(EXERCISE PASSAGE)
12.2 Assumptions of linear models
Wait, what? I thought we were talking about GLMs in this chapter? We are. The first thing you need to know is that linear models are just a special case of the GLM. That is, the linear model assumes a certain error distribution (the normal) that helps things work smoothly and correctly. The next few weeks of class are all about relaxing the assumptions of linear models so we can actually use them in the real world.
Let’s take another look at the assumptions of linear models:
Here are the basic assumptions that we explicitly make when we use linear models, just in case you’ve forgotten them:
Residuals are normally distributed with a mean of zero
Independence of observations (residuals)
Homogeneity of variances
Linear(izeable) relationship between X and Y
12.2.1 Assumption 1: normality of residuals
We’ve seen these before, but let’s recap. For assumption 1, we are assuming a couple of implicit things: 1. The variable is continuous (it must be if it’s error structure is normal), and 2. The error in our model is normally distributed. In reality, this is probably the least important assumption of linear models, and really only matters if we are trying to make predictions from the models that we make. Of course, we are often concerned with making predictions from the models that we make, so we can see why this might be important. However, more often we are in extreme violation of this assumption in some combination with assumption 4 above to such a degree that it actually does matter. For example, a response variable that is binomial (1 or zero) or multinomial in nature cannot possibly have normally distributed errors with respect to x unless there is absolutely no relationship between X and Y, right? So, if we wanted to predict the probability of patients dying from some medical treatment, or the presence/absence of species across a landscape then we can’t use the linear models we’ve been using up until now.
12.2.2 Assumption 2: independence of observations
This time we’ll separate assumption 2 into two components: collinearity and autocorrelation of errors. Remember that the manifestation of these problems is in the precision of our coefficient estimates, and this has the potential to change the Type-I/II error rates in our models, causing us to draw false conclusions about which variables are important. As we discussed earlier in the course we expect to see some collinearity between observations, and we can deal with balancing this in our modeling through the use of model selection techniques to reduce Type-I and Type-II error. In the next couple of weeks, we will examine tools that will help us determine whether or not collinearity is actually causing problems in our models that go beyond minor nuisances. As for the second part, autocorrelation, we can actually use formulations of the GLM that use ‘generalized least squares’ to include auto-regressive correlation matrices in our analysis that will allow us to relax this assumption of linear models and improve the precision of our parameter estimates. Well, we could, we won’t do that here.
12.2.3 Assumption 3: homogeneity of variances
Previously, we looked at ways to reduce this issue by introducing categorical explanatory variables to our models. During the coming weeks, we will look at models that allow us to relax this assumption further through the use of weighted least squares and random effects, which can be applied to a wide range of regression methods from linear models to GLMs and GLMMs in Chapter 14 and Chapter 15.
12.2.4 Assumption 4: linearity and additivity
We’ve already looked at a couple of ways to deal with violations of these two assumptions such as data transformation and/or polynomial formulations of the linear model. We will continue to apply these concepts during the next several weeks.

(TRY IT) Return the part of the passage on linear model assumptions that begins at the words "Let’s take another" and stops after "of observations (residuals)". The entries are separate material, apart from the passage on linear model assumptions.

Stored data entries:
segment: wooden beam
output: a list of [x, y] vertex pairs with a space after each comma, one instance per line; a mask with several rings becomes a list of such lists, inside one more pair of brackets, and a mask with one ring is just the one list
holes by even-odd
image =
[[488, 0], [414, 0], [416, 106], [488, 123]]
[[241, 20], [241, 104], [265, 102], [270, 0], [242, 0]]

(ANSWER TO THE PROBLEM)
Let’s take another look at the assumptions of linear models:
Here are the basic assumptions that we explicitly make when we use linear models, just in case you’ve forgotten them:
Residuals are normally distributed with a mean of zero
Independence of observations (residuals)